Written problem 1: In the article on sport and politics, what does Jack McConnell call for during the fortnight spanning the end of July and the beginning of August?
Written problem 2: Please continue the article on sport and politics from its last sentence onward.

Article:
WHEN George Osborne turned up to present the medals after the men's Paralympic T38 400m final in London in 2012, booing rang around the stadium.

Trapped, the Chancellor stood grinning and giggling inanely at the centre of the storm. Large numbers of spectators had brought their politics to a sporting event.

Osborne did not look even slightly surprised. Here was a stadium full of disabled people, their friends and families. Here was a Chancellor cutting disability benefits wholesale, with few signs of remorse, making life hard indeed for tens of thousands of individuals, many children among them. Yet he had the brazen nerve to honour those succeeding against the odds?

The issue of sport in politics involves an old, vexed question. It is also, by no coincidence, a question that is almost meaningless. Anyone who claims that one should (or could) be kept separate from the other soon becomes caught in more tangles than a rhythmic gymnast having problems with her ribbons.

Jack McConnell - now Baron McConnell of Glenscorrodale - the former first minister, doesn't see things that way. As a prime mover in securing the Commonwealth Games for Glasgow he is, not surprisingly, protective of his legacy. As a Labour peer, meanwhile, he is not exactly lacking a stake in the outcome of September's independence referendum. But he asks, in the voice of sweet reason, for a halt to campaigning in the fortnight spanning the end of July and the beginning of August.

Two questions: how could you do that, and why would you want to do that? McConnell no doubt reckons his demand will have broad appeal. Who needs to be distracted from sport by a horde of politicians stampeding towards the limelight? Who wants their country presented to the world as divided and argumentative? The focus, as the peer declared last week, should surely be on Glasgow and Scotland, not on partisans "exploiting the Games".

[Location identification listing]
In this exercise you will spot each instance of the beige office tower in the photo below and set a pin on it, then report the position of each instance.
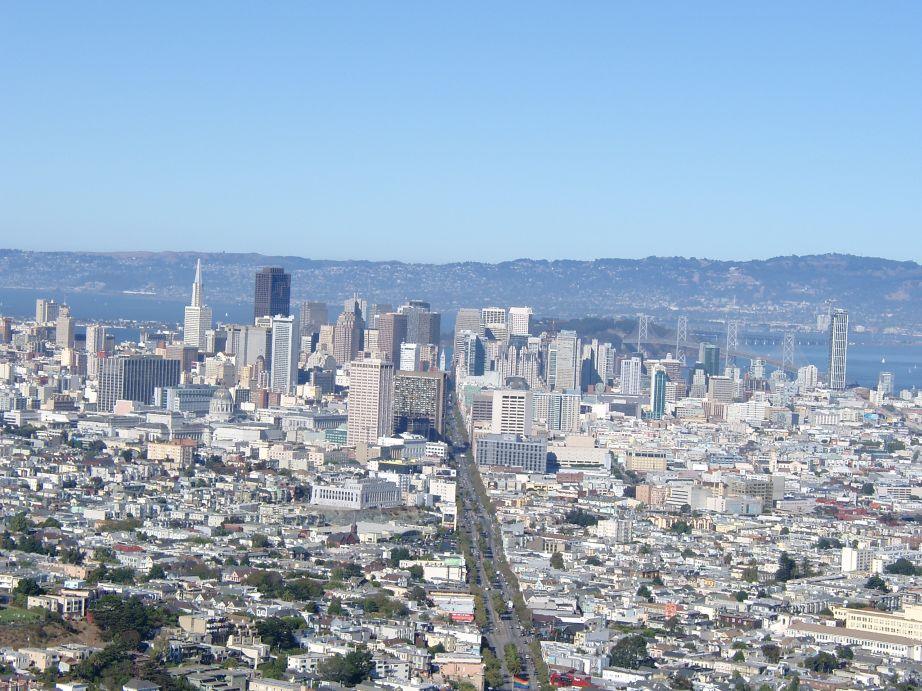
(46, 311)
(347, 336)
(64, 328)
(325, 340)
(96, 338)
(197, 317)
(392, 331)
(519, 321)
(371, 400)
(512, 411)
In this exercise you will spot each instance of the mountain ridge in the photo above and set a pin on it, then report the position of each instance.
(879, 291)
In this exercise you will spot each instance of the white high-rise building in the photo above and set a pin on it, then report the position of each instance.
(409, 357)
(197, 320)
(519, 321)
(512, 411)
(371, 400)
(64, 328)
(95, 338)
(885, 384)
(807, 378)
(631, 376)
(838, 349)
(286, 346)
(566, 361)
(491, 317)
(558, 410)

* * *

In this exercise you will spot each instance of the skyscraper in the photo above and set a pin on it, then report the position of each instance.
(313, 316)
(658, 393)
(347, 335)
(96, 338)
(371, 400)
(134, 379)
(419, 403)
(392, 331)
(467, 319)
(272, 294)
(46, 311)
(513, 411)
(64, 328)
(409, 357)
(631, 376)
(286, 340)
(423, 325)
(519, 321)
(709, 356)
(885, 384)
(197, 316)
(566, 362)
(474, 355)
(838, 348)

Expected answer 1: A halt to campaigning.

Expected answer 2:
You could observe, first, that the determination to keep politics out of sport has had consequences that have sometimes been grisly, sometimes contradictory. Often enough it depends on what you mean by "politics". McConnell calls on both sides in the referendum campaign to observe his "truce". It is hard to doubt, though, that the prospect of Celtic Park and Hampden awash with saltires might be concentrating his mind. Innocent it might be, but that kind of broadcast imagery counts as political in 2014.

For now, polls suggest a majority of those flag-waving fans will vote No in the September referendum. Where football and rugby are concerned, that has long been the way of things. Many of those who sing Flower Of Scotland reckon themselves to be as Scottish as anyone, but politically they count, as Jim Sillars once put it, as "90-minute patriots". This year, another kind of subtext confronts Better Together's strategists: when Scottishness is displayed, Britishness seems absent.

McConnell can't do much about the flags. He would be daft - and he is not - even to try. The peer can attempt, however, to minimise the associations and connections that might be made. If he is lucky, the fluttering saltires in Glasgow might seem no more nationalistic than a show of tartan and flags for the royals. Better still, if that truce could be achieved, the peer might cajole Alex Salmond into silence for a fortnight. McConnell would deserve a medal from Labour for that achievement.

He would have deprived the Yes campaign of momentum for a crucial fortnight. He would have stilled the leading voices among his opponents. And he would have dealt, in part, with the biggest problem presented to Better Together by Glasgow's Games: the symbolism of an event that will project Scottishness, lived and imagined, to the world while the United Kingdom vanishes into the shadows. Unionists insist they are "as Scottish as anyone", enjoying "the best of both worlds". For a fortnight they will be invited to make a choice.

Nationalists of all sorts have had quick retorts for McConnell. They have recalled that Better Together sprinted from the blocks in claiming London's Olympics as a celebration of a shared British heritage. No-one then reprimanded politicians for exploiting sport, or sullying its supposed purity, for the sake of one sort of nationalism. Gordon Brown, former prime minister, used a lecture at the Edinburgh International Book Festival in 2012 to compare Team GB with the "pooling of resources" also evident, he said, in healthcare and defence.

It is strange in any case to claim that some sort of political cordon sanitaire can be put around sport. Vladimir Putin would no doubt be glad of one of McConnell's truces for the sake of Russia's Winter Olympics next month. A Sochi Games without irksome protests over Moscow's acquiescence in the abuse of homosexuals would be congenial to the president. But is that a reasonable attitude towards sport, politics and exploitation?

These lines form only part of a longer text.